[Start Supplied data]

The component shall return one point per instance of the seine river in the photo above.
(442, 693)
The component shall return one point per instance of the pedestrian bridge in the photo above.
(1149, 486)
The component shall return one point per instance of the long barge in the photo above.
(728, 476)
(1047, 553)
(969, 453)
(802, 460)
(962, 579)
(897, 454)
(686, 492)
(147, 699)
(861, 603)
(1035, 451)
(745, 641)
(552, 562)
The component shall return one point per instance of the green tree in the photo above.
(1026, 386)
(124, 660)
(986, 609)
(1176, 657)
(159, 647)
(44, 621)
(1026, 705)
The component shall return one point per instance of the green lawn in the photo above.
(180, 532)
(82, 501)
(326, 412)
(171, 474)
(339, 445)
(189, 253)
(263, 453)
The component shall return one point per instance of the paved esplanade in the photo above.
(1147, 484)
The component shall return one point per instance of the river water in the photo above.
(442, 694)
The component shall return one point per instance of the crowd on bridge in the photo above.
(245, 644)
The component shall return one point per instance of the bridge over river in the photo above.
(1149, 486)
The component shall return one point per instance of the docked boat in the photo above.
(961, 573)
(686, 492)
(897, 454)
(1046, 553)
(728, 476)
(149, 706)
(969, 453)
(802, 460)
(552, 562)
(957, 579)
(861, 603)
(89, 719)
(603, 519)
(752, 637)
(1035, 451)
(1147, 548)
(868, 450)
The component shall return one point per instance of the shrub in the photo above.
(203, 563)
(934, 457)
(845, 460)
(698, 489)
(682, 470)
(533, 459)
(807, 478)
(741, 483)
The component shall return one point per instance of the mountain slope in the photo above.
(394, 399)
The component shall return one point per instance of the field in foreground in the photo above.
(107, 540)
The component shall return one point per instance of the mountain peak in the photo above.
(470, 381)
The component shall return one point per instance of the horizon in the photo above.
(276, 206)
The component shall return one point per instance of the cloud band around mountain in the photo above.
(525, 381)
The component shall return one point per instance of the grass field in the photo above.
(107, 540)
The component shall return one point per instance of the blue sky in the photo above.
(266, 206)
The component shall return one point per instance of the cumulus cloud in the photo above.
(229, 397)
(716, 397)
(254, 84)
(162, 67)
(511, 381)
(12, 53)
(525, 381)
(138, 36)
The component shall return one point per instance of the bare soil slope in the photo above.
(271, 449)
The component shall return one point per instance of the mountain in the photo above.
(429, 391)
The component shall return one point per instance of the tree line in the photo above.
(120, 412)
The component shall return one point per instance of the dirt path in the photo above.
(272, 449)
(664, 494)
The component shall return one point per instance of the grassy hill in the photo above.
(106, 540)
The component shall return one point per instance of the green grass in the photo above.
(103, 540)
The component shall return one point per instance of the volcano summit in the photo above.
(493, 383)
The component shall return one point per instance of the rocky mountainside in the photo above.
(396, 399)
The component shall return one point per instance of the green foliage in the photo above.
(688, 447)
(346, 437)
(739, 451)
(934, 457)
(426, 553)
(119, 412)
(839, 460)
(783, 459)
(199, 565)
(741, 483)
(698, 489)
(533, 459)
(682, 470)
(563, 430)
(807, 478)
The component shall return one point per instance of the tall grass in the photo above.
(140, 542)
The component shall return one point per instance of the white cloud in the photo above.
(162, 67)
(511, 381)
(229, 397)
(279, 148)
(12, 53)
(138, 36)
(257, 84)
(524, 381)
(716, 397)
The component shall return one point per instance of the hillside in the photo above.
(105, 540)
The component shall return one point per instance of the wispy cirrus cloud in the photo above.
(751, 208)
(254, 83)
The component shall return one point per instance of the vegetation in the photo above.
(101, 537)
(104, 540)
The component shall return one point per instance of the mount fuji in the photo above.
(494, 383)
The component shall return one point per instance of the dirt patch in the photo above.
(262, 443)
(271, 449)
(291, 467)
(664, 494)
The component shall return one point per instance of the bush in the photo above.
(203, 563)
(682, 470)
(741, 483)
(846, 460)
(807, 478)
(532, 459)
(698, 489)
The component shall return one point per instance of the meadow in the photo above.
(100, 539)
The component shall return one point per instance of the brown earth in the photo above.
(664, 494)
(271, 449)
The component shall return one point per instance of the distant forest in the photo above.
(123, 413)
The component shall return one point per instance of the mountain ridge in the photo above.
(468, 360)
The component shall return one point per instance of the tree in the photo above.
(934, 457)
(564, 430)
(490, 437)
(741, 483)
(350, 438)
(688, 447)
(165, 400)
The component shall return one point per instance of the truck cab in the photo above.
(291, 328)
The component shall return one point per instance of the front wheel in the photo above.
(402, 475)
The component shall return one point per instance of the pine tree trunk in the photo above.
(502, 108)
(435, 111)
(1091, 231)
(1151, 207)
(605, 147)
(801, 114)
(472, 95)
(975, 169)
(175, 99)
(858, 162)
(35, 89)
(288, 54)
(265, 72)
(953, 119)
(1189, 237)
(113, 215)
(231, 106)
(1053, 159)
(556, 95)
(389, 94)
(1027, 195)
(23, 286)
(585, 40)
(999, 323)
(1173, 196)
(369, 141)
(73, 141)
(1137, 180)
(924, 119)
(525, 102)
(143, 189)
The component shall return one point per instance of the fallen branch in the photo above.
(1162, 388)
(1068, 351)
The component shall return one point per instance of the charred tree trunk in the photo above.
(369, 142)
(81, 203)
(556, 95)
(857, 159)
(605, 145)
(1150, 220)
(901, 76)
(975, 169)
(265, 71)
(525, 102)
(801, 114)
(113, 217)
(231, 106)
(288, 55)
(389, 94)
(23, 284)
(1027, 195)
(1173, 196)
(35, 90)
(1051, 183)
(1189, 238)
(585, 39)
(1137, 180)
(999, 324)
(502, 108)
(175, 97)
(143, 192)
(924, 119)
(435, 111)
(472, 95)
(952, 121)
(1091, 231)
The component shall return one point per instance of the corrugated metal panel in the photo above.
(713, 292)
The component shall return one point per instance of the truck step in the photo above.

[End Supplied data]

**Task**
Copy the material above word for word, from the line containing "panel in the photo above." through the last line of the material, including both.

**Expected answer**
The component shall return one point per instance of the corrugated metal panel in the photo above.
(713, 292)
The component shall return one point per instance of the truck step in the photo above.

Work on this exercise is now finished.